Render this sentence from the solar energy article in Spanish: "Customers are placing a greater importance on environmental responsibility."
══ Reading text
Energy is a funny thing. We all need it, but it’s one of the few products for which historically we’ve had no control over the source or cost. For decades we’ve turned on our lights, operated equipment, paid utility bills and accepted that as reality. In the past decade an increased scrutiny on energy consumption and cost has led to an efficiency revolution. U.S. commercial and industrial buildings represent 50 percent of all energy consumption in the country, which is a tremendous cost to both a corporation’s bottom line and the environment.
But there’s good news for retailers. Solar energy is a viable energy source for commercial and industrial buildings and the technology continues to evolve. Developing solar energy technology was a huge priority of former U.S. Energy Secretary Steven Chu. While in office he worked with the Department of Energy to launch the SunShot Initiative, an effort to advance solar technology. Chu believes that solar will soon rival other forms of energy in terms of cost per watt.
Through the increased focus on technological advancements and manufacturing efficiencies, renewable energy sources make up a greater percentage of the U.S. energy mix every year. In 2011, renewables made up nearly 10 percent of the energy generated by electric utilities, significantly reducing the percentage generated by carbon-intensive alternatives. In fact, in 2011, wind and solar photovoltaics (PV) were two of the fastest growing electric generation technologies, with cumulative installed solar PV capacity growing more than 86 percent from the previous year.
This is all well and good, but what does it mean for retailers, and how should they capitalize on this growing opportunity? Solar energy has grown exponentially in the past several years while prices are falling, making it a viable option for commercial properties – such as major retailers – looking to reduce their costs and impacts on the environment. For a commercial power user, say a business with plenty of rooftop space, the cost of generating electricity via solar panels is now on par with what the business would need to pay in retail electricity prices in many areas of the country. In that sense, grid parity has been achieved for commercial-scale installations. To meet or beat existing retail prices, the facility needs to be in a state with strong financial incentives and must be able to take advantage of those tax incentives. Let’s delve a little deeper.
Affordability and Efficiency: The cost of solar PV cells per watt has dropped from $76.67 in 1977 to just under a dollar in 2013 and installation prices dropped 7 percent in the past decade. These drops make solar technology financially realistic for many leading retailers, and also create a message of strong environmental stewardship.
Tax Incentives: One of the ways integrating solar energy into the mix is made affordable is through state and federal incentives. There are a variety of incentives available for corporations, from financing to tax credits to selling the clean power attributes.
One benefit that is immeasurable, but incredibly important, is brand reputation. Customers are placing a greater importance on environmental responsibility. In fact, a recent Nielsen report, “The Global, Socially-Conscious Consumer,” confirms that the majority of consumers today express a general preference for companies making a positive difference in the world. Retailers can’t afford to lose customers to competitors over something as simple as integrating solar power into their energy portfolio.
If a retailer is interested in integrating solar power, there are several things to consider before installation:
Roof space: Does the roof of the facility have space to accommodate enough solar panels to achieve a significant ROI? And does the roof have the structural integrity for long-term success?
Incentives: Identify what incentives are available federally and locally. Some are capped at a certain annual allocation, so ensure that they haven’t been used up.
Financing: Does a lease or a power purchase agreement make more financial sense?
Sell-back: Does the local utility allow customers to sell the electricity generated from solar at a reasonable price?
Solar is emerging as a viable energy source that has the potential to significantly impact a businesses’ environmental footprint, bottom line and reputation. With the myriad challenges retailers face today, solar energy is quickly transitioning from a novelty to a core element of energy management. Retailers can no longer afford to not rethink how they source energy.
════
══ Extracted entries
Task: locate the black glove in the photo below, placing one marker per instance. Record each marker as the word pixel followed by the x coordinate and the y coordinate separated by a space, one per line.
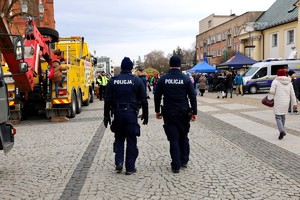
pixel 106 120
pixel 145 118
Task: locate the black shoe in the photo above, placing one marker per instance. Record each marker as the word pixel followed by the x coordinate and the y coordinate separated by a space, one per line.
pixel 130 172
pixel 119 168
pixel 281 135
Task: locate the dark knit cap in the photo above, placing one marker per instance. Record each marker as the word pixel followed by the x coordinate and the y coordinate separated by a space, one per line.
pixel 126 64
pixel 291 72
pixel 175 61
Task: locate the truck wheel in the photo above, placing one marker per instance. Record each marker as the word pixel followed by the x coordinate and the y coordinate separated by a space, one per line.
pixel 253 89
pixel 79 102
pixel 49 32
pixel 73 105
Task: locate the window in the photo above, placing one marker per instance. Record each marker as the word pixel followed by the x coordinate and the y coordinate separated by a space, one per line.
pixel 290 37
pixel 261 73
pixel 209 24
pixel 275 68
pixel 274 40
pixel 224 35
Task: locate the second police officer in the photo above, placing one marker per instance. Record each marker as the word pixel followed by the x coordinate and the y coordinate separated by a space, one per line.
pixel 178 92
pixel 125 94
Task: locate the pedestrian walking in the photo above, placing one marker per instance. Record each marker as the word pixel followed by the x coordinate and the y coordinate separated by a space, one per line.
pixel 221 86
pixel 202 84
pixel 228 84
pixel 292 75
pixel 196 77
pixel 238 81
pixel 178 92
pixel 125 94
pixel 283 92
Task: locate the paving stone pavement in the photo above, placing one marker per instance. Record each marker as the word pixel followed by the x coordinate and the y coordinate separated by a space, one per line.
pixel 74 160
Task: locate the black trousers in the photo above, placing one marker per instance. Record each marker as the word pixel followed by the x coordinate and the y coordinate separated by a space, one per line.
pixel 176 128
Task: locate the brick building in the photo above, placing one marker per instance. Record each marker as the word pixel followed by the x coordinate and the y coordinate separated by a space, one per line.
pixel 220 41
pixel 17 25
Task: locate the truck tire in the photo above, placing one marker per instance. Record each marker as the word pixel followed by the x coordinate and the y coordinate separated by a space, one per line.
pixel 79 102
pixel 73 105
pixel 49 32
pixel 253 89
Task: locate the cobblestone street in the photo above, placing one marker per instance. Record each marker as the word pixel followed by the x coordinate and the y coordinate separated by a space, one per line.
pixel 235 154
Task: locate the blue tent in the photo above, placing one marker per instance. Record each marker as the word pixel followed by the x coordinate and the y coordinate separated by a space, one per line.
pixel 237 61
pixel 202 67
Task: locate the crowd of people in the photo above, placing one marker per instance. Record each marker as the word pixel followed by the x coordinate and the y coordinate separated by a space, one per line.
pixel 220 82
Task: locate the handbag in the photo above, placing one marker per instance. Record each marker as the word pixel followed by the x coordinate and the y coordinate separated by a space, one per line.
pixel 267 102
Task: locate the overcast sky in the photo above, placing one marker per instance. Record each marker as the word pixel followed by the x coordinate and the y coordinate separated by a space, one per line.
pixel 132 28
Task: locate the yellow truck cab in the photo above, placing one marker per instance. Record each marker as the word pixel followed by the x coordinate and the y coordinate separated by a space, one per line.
pixel 77 89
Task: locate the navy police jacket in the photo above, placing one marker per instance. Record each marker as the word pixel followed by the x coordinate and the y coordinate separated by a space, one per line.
pixel 125 89
pixel 177 90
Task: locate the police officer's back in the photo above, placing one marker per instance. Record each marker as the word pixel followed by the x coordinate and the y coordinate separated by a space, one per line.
pixel 178 95
pixel 125 94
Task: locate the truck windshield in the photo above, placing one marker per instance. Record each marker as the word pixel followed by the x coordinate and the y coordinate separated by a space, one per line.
pixel 250 71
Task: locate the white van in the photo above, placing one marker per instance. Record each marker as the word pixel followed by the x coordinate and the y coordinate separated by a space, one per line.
pixel 260 75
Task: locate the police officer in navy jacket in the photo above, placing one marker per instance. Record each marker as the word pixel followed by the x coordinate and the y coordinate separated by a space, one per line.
pixel 125 94
pixel 179 107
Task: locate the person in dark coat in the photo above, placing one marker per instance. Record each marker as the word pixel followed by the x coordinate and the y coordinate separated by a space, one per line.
pixel 228 84
pixel 221 86
pixel 292 75
pixel 178 93
pixel 124 95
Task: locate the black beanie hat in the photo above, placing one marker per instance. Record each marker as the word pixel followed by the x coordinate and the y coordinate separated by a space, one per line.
pixel 175 61
pixel 291 72
pixel 126 64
════
### Response area
Los clientes están dando mayor importancia a la responsabilidad ambiental.